**Your goal**
Copy the listing below line for line, with no changes.
######
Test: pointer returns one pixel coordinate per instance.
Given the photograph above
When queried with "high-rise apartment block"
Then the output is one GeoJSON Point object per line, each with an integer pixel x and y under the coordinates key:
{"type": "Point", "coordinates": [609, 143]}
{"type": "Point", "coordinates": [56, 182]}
######
**Result of this task**
Test: pointer returns one pixel coordinate per instance.
Given the photograph above
When queried with "high-rise apartment block"
Then the output is one GeoJSON Point object per line, each with an integer pixel x and y under the coordinates key:
{"type": "Point", "coordinates": [609, 143]}
{"type": "Point", "coordinates": [56, 182]}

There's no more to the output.